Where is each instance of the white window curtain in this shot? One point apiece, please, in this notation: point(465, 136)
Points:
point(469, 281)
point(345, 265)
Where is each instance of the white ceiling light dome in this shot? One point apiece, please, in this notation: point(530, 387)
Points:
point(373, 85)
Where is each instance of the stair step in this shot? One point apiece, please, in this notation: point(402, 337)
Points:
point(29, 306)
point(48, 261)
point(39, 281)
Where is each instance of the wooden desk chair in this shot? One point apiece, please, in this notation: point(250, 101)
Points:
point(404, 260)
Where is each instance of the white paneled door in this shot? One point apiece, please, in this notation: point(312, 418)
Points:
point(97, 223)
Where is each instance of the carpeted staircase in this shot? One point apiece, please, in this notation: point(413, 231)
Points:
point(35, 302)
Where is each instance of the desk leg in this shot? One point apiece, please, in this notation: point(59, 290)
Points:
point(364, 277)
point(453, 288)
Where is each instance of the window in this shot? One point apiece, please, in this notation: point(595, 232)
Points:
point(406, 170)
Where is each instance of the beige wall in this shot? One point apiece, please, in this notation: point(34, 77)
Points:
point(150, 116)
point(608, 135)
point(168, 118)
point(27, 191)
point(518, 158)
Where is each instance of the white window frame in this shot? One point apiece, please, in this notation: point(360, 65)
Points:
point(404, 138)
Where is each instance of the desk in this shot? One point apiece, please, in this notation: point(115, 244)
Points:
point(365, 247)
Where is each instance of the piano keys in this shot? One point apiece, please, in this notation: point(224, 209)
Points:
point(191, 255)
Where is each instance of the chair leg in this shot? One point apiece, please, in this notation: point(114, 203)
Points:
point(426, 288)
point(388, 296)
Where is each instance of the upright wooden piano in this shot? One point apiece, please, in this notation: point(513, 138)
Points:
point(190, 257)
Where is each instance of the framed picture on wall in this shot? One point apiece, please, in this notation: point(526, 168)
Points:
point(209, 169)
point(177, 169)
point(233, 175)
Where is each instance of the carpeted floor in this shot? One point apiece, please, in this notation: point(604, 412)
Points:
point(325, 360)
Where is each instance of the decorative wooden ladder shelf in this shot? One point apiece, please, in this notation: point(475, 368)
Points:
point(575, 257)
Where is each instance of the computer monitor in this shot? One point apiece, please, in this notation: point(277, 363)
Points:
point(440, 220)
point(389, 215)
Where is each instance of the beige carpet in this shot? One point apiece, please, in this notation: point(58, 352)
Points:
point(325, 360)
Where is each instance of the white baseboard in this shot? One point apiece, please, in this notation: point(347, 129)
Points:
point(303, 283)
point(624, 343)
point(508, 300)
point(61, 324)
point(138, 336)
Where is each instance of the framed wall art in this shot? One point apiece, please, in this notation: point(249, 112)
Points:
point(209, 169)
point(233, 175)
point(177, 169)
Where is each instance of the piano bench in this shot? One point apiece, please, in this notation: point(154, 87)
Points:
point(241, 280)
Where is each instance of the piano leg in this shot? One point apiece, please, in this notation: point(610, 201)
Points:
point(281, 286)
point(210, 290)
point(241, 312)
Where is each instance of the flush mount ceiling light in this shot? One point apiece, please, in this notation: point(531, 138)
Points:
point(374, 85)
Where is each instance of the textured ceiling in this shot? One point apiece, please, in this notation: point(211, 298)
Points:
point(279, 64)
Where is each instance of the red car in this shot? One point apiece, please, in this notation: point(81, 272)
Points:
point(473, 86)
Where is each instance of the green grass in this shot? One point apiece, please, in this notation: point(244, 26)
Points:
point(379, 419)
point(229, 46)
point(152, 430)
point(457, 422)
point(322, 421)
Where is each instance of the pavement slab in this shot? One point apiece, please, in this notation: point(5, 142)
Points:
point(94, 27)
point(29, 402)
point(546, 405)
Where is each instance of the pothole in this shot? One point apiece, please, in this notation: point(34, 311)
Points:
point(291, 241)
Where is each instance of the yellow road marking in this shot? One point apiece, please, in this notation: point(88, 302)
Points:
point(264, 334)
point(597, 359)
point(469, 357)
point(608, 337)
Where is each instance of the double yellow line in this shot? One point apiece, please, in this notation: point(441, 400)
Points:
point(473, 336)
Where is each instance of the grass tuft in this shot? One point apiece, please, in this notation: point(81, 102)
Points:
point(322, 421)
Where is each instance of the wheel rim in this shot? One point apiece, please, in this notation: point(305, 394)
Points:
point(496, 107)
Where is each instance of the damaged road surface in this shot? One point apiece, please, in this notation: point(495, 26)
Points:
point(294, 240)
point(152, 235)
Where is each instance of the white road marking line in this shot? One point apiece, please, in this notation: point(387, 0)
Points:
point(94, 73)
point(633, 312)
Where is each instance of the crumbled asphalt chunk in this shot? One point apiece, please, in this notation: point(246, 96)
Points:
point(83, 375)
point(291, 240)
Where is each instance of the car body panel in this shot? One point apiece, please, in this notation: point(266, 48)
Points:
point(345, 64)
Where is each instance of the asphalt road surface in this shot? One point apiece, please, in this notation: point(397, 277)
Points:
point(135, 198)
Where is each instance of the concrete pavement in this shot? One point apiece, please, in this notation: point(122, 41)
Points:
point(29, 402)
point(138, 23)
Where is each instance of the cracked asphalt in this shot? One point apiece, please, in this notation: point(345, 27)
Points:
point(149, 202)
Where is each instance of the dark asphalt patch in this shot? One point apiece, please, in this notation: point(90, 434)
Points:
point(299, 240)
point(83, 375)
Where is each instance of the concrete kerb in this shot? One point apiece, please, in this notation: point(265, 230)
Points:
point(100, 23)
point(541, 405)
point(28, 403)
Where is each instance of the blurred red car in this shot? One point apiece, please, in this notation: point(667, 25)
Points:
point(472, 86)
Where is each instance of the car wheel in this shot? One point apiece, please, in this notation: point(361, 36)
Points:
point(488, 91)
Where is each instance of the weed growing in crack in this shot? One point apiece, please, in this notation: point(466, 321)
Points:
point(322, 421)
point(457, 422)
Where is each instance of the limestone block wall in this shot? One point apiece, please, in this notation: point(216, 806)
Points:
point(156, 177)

> [WHAT IS ASKED]: Leave out every line before the one containing "Where is each instance of the white road"; set down that line and all remaining lines of the material exactly.

> [EXERCISE RESPONSE]:
Where is each instance of the white road marking line in this shot? One point apiece, please, in this notation: point(387, 0)
Points:
point(94, 73)
point(633, 312)
Where is each instance of the crumbled asphalt chunk in this shot? One point apiece, please, in this notation: point(246, 96)
Points:
point(83, 375)
point(291, 240)
Where is each instance of the car body panel in this shot? One point apiece, please, in this notation: point(266, 48)
Points:
point(345, 64)
Where is each instance of the asphalt road surface in this shot? One point apiece, please, in this notation: point(397, 277)
Points:
point(135, 198)
Where is each instance of the concrete pavement in this shot? One point apiece, please, in this notation: point(122, 41)
Points:
point(29, 402)
point(138, 23)
Where is each instance of the cracked asphalt in this shot? One point apiece, please, in this notation: point(345, 27)
Points:
point(149, 202)
Where is each instance of the dark asphalt patch in this shot? One point apiece, please, in this notation: point(90, 434)
Points:
point(299, 240)
point(83, 375)
Where is each instance of the concrete kerb in this shot? One point apiece, please, in this notation: point(265, 230)
Points:
point(100, 23)
point(541, 405)
point(28, 403)
Where is each instance of the blurred red car in this shot? One point apiece, please, in this notation: point(667, 25)
Points:
point(472, 86)
Where is each instance of the car wheel in this shot? One point apiece, please, in this notation: point(361, 36)
Points:
point(488, 91)
Where is each instance of the weed growing in crack in this shot? One point apiece, please, in this notation: point(466, 321)
Points:
point(322, 421)
point(457, 422)
Where is each instance of the limestone block wall in this shot? One point apiece, please, in this notation: point(216, 806)
Points:
point(156, 177)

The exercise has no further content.